Material to process section start

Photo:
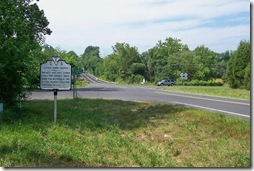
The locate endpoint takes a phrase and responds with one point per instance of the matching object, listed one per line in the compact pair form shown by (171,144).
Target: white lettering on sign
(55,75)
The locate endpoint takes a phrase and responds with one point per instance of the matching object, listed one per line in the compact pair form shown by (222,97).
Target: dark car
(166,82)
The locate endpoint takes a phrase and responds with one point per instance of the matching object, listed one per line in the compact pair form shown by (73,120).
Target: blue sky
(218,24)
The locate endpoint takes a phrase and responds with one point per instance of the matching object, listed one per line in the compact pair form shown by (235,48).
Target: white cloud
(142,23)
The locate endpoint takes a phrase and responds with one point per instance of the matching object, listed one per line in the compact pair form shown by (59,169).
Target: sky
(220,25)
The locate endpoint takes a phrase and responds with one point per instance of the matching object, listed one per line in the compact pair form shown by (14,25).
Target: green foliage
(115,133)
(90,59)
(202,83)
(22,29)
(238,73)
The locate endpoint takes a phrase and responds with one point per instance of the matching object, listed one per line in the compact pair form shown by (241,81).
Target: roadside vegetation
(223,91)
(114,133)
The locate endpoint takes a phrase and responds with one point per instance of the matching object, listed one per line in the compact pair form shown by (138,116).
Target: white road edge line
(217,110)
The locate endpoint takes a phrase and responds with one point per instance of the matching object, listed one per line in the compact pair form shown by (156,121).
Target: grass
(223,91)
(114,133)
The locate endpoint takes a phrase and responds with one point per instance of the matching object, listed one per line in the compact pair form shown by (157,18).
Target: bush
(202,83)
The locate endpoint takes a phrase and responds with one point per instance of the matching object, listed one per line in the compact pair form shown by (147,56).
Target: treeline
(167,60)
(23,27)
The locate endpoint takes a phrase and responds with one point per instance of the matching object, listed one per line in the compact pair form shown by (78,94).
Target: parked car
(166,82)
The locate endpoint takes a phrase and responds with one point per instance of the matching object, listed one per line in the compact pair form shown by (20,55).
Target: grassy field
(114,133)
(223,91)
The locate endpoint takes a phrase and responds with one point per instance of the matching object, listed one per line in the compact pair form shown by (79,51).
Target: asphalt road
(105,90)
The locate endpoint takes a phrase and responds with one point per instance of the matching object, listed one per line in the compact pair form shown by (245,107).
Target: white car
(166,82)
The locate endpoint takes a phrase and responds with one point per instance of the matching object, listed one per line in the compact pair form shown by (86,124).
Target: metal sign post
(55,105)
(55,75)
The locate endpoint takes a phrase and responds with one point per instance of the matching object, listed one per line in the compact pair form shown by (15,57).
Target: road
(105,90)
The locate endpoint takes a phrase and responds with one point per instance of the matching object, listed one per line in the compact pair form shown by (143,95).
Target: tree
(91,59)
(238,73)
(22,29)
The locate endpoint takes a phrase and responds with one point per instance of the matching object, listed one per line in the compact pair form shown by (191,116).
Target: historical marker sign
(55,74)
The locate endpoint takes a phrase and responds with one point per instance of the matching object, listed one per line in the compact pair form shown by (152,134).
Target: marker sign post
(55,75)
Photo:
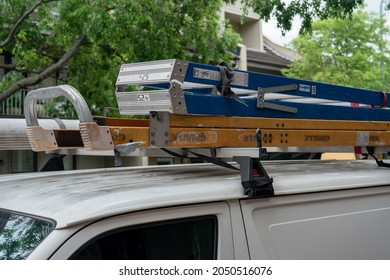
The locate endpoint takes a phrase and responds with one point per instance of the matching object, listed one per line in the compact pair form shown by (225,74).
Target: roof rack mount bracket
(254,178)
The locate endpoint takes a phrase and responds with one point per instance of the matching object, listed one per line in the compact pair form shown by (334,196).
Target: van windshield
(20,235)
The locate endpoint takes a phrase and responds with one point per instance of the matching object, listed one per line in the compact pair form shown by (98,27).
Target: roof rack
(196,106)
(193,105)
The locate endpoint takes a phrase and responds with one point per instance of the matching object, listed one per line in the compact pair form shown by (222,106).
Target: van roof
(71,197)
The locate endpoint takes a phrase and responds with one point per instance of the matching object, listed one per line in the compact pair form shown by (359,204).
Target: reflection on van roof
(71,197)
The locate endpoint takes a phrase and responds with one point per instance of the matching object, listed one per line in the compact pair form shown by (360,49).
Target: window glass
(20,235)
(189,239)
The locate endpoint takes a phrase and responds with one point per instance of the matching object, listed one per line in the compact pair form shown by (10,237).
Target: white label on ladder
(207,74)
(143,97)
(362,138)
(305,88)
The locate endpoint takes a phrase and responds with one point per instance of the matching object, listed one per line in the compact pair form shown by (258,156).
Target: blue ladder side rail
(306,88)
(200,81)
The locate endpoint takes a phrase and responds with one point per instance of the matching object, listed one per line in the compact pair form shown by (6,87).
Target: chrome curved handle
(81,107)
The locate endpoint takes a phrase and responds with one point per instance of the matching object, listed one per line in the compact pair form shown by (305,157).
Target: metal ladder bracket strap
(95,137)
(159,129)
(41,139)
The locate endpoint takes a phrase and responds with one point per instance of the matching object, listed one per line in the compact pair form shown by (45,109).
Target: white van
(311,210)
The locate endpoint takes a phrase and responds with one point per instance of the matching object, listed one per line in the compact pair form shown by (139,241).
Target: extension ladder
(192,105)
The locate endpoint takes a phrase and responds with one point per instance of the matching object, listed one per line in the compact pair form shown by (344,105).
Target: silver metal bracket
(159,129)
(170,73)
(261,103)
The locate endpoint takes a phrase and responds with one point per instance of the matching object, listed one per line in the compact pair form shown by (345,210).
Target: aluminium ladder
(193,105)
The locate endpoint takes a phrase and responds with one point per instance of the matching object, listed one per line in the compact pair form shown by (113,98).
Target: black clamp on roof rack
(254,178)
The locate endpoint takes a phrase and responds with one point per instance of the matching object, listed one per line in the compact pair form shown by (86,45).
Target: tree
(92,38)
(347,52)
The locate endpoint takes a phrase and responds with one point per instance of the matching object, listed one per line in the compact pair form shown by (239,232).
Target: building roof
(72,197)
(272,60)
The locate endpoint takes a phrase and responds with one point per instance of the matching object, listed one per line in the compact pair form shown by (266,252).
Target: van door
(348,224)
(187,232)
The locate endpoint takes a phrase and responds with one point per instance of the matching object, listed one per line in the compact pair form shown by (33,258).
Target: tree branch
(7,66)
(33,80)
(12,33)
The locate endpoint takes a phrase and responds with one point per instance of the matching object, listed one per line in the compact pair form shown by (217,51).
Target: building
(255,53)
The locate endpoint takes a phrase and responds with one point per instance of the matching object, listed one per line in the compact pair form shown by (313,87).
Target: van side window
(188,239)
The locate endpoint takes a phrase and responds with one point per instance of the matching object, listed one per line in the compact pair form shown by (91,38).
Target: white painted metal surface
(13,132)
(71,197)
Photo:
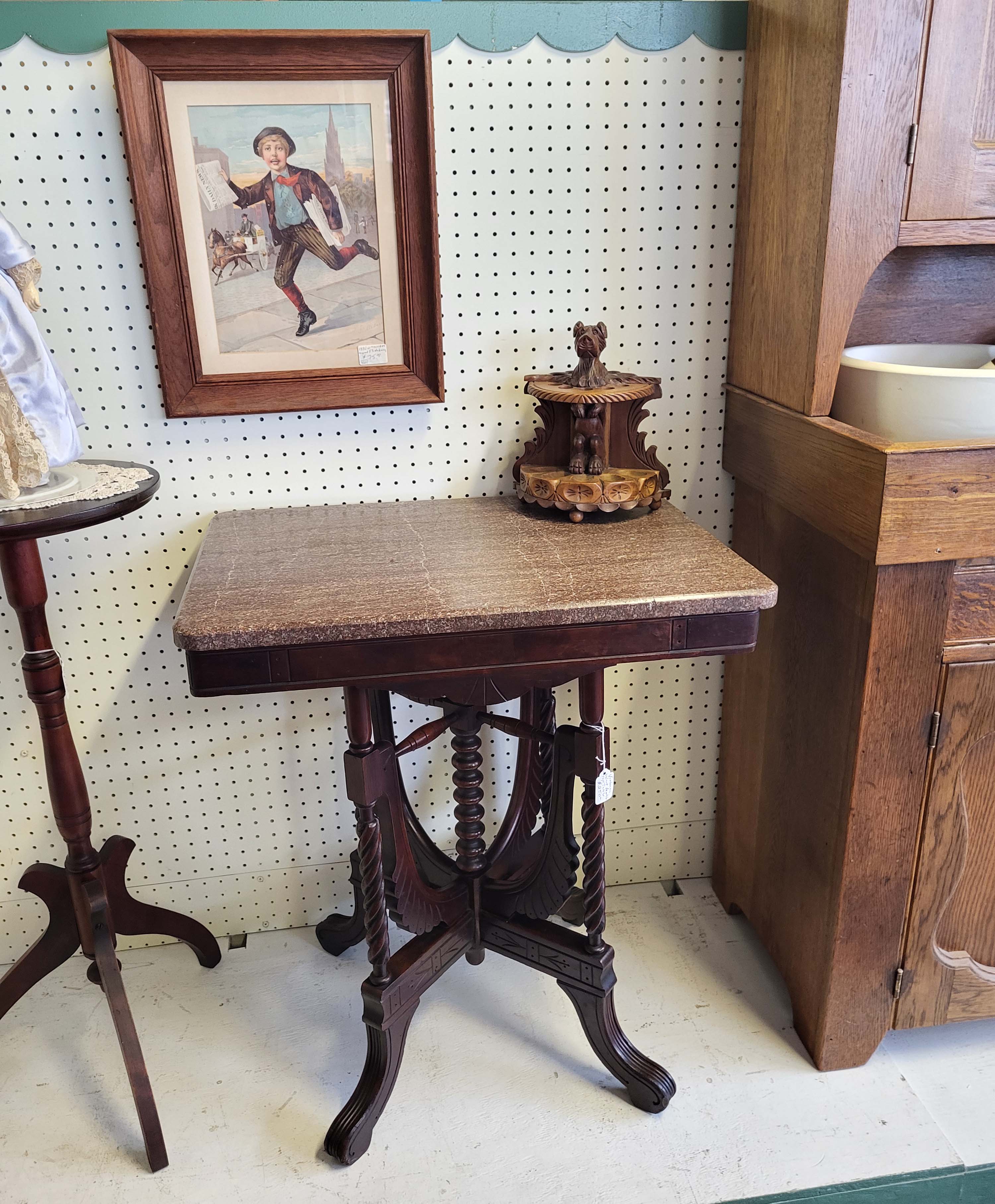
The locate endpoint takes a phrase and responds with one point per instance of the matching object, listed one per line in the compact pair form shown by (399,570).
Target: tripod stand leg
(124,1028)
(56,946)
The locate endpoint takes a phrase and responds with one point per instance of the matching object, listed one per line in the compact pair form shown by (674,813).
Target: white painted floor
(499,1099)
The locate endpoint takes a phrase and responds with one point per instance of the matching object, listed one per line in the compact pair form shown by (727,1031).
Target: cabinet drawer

Material to process section end

● Exercise goal:
Return the listing above in full and unaltered. Keep the pictures out.

● Result for this exercise:
Photo:
The locate endpoint takes a phrase and responds with one point per instance of the matching object, listed one per line in the compact pair form shown by (171,144).
Target: white lettering on sign
(55,75)
The locate endpoint takes a phrase and responds with one point per instance of the matching object, listed one per line in the compact pair form shown by (222,97).
Target: dark car
(166,82)
The locate endpoint takes a phrase and responds with one point per instance of the matching object, listed one per line in the compact pair form shown by (73,120).
Target: blue sky
(218,24)
The locate endpoint takes a phrase and responds with one point per instance of the matching object, listed one per line in the compact pair form shown by (235,48).
Target: white cloud
(142,23)
The locate endpoint takes a phrase and responds with one point per instance of the matching object, listed one per line in the compact pair form shown by (59,169).
Target: sky
(220,25)
The locate endpoint takes a phrase and responds with one point per instance of the matching object, listed one per line in the compact pair form shown by (14,25).
Target: green foliage
(115,133)
(90,59)
(202,83)
(22,29)
(238,73)
The locate endpoint takes a phrase and responds with one point per instance of the matching object, listed one per line in the compact pair form shown by (241,81).
Target: roadside vegetation
(223,91)
(114,133)
The locate endpoint takes a phrase and responds with one point per instance of the matching object, listed one per line in the compact pair form shown by (138,116).
Target: white road edge line
(217,110)
The locate endpoint takes a phrase and responds with one point per instance of the matching object, listed one per line in the compact pair form shown by (156,121).
Target: grass
(223,91)
(114,133)
The locate endpoint takes a phrase and responds with one point per instance of the matching object, listed one per line in the compact pair form shown by (157,18).
Target: bush
(202,83)
The locate endpoint takes a phrase and responds with one point per instance of the matching object, listed one per line in the compact pair form shown by (147,56).
Target: treeline
(167,60)
(23,27)
The locate endpoint takes a phrase and responds with one point per instance of the matching object, listed one per line in the compact pair form shown by (78,94).
Target: parked car
(166,82)
The locate endpoint takes a phrase and responds with one point per instance of the matching object, listed one per line in the compact pair form shown by (20,55).
Target: grassy field
(114,133)
(223,91)
The locate endpoint takes a phrase and responds with one point per instance of the matching object, listed one per line in the compact pair form shown by (79,51).
Target: asphalt road
(105,90)
The locate endpoint takes a phrase and responds with one point per instance of the matching object, listed one per line in the compact pair form shown by (245,107).
Target: white car
(166,82)
The locate endpoint takes a phrase and responds with one point per instance of the matching object, listed one per line in the compact pair form shown by (86,124).
Target: metal sign post
(55,105)
(55,75)
The locate endpoint takes a phrase and responds with one point per instance of the matching object, listed one per line in the compact pair form shown by (15,57).
Target: road
(105,90)
The locate endpoint takes a phrase and responds with one point per instance of the matching object, listed one per line in the compact pair form shown by (143,95).
Target: tree
(91,59)
(238,73)
(22,29)
The locate endpoint takes a phrase and responds with one point per instance of the matching object, listed one per line in the compact pair form shown by (191,116).
Target: historical marker sign
(55,74)
The locate endpoint takes a phrase and responds with one point per instance of the matching object, listed one per line in the compact pair form shown by (152,134).
Target: marker sign post
(55,75)
Photo:
The locate endpoint takes a phrase and responds with one point per instance of the matching object, listed one per line in the compact pair form shown by (225,74).
Target: roof rack mount bracket
(254,178)
The locate endpoint takes a phrase and responds with one point per instance of the matching object, listed one per line in the compact pair form shown by (334,196).
Target: van windshield
(20,235)
The locate endpoint takes a phrase and responds with one point per instance of the matching object, listed one per line in the compact pair form shown by (98,27).
Target: roof rack
(196,106)
(193,105)
The locate endpoint takes a phrase and responds with one point per instance of the matching object, listed one per line in the compact pair form shown by (222,106).
Target: van roof
(71,197)
The locate endpoint takes a phrase and responds with one point per instance of the matching object, listed one per line in the compact pair form shown by (359,204).
Target: reflection on van roof
(71,197)
The locate endpoint takes a phrase and responds with one point per instance of the matching object, listed one per line in the compact pair form shown by (360,49).
Target: window glass
(20,235)
(189,239)
The locate endpoint takes a phrase and responds with one point per instance of the matching object, listed one per line in the compact pair form shown by (10,237).
Target: white label on ladder
(207,74)
(143,97)
(362,138)
(305,88)
The locate endpoint takes a phrase and responds with one point per instance of the matching object, listed one per line in the compact pair form shown by (258,156).
Target: blue ladder side rail
(306,88)
(200,81)
The locate endpoint takes a phrase and responds with one point per instance of the matching object, listed one per line in the compact pair form shown by (6,87).
Target: chrome curved handle
(81,107)
The locate endpoint takes a phrase and responds with one point per instance of the matching object, listed one per line in the compact pair form shown by (305,157).
Target: metal ladder bracket strap
(95,137)
(159,129)
(41,139)
The locate endpoint takes a phrase and responds with one point per instance of the matching object, listed one per line in the compact pair form shown by (45,109).
Target: white van
(311,210)
The locate endpoint takes a phrase and responds with one point per instance of the matching object, listed one per line in the compact pair form shown by (139,241).
Target: extension ladder
(192,105)
The locate endpoint takes a phrase and responds with one point per instance of the matching object, listed one per line in the compact pair form shown by (344,105).
Target: silver metal bracket
(159,129)
(170,73)
(261,103)
The locate endpoint takes a phrase and responds with one point per instance of the matching object, listed one per line in the compact pair form shown by (345,210).
Target: aluminium ladder
(193,105)
The locate endpoint takes a phrase and responds with one point per instance of the matching object, listed one per line in the compact pair form shown by (113,98).
Target: black clamp on roof rack
(254,178)
The locate endpoint takes a phrase and responds with one point per instance of the matching object, listed one per line in the compact pair form shown by (86,45).
Target: tree
(92,38)
(347,52)
The locate endpoint takes a phrase and responds with one point per instance of the matching object, listed one per line in the compact pair form shown by (239,232).
Target: building roof
(72,197)
(272,60)
The locate endpoint takes a phrase and responds with one point per instance of the matching object, listed one per line in the compact pair form shown by (266,252).
Target: van door
(348,224)
(187,232)
The locate endpoint takes a phrase and responds with one point per instance of the matching object, listed one per line in the compact pair form shown by (33,258).
Target: tree branch
(7,66)
(33,80)
(12,33)
The locate endpoint takes a phrase and responds with one point per instance of the matching object, listed one per line in the compact pair form shown by (217,51).
Target: building
(255,53)
The locate endpoint takes a phrase and responds with one point per instance of the matching object, listed one per line in the compact pair form shown by (313,87).
Target: van side window
(188,239)
The locate endpoint takes a phrase and responds with one point per instance of the matching object, listed one per line in the compact pair form shown by (91,38).
Target: white painted metal surface
(13,132)
(71,197)
Photo:
The locate endpoint takes a phrase and responds with one point per instance of the matching object, listed one per line in the compact pair form shown by (399,570).
Target: tripod stand leg
(124,1028)
(56,946)
The locate endpoint takes a phrase and responds with one point per instance of the matching object, listed one per line in the compact pair form shown by (674,813).
Target: white painted floor
(499,1099)
The locate endpoint takes a phrase and responds with one point per instance of the matching object, listed one per line in the compact pair form shown by (727,1031).
Target: cabinet drawer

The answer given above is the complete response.